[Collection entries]
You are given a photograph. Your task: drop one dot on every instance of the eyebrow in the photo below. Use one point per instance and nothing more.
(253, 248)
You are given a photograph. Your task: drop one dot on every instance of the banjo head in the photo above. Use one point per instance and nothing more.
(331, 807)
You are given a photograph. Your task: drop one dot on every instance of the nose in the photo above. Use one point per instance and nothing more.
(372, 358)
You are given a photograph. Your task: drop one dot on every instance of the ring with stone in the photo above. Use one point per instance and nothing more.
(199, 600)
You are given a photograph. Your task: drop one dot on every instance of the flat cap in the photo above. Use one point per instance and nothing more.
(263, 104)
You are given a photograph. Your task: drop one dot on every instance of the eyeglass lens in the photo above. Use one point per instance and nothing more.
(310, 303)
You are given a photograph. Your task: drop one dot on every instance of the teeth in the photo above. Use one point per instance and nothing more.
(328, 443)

Stated task:
Lay out the lines of the listing above, from the line with "of the teeth" through the end of the listing, as a numbered list, leaving out any blank lines.

Reply:
1. You are given a photograph. Your task: drop one dot on every instance of the teeth in the photo above. Use one point per instance and nothing more.
2. (328, 443)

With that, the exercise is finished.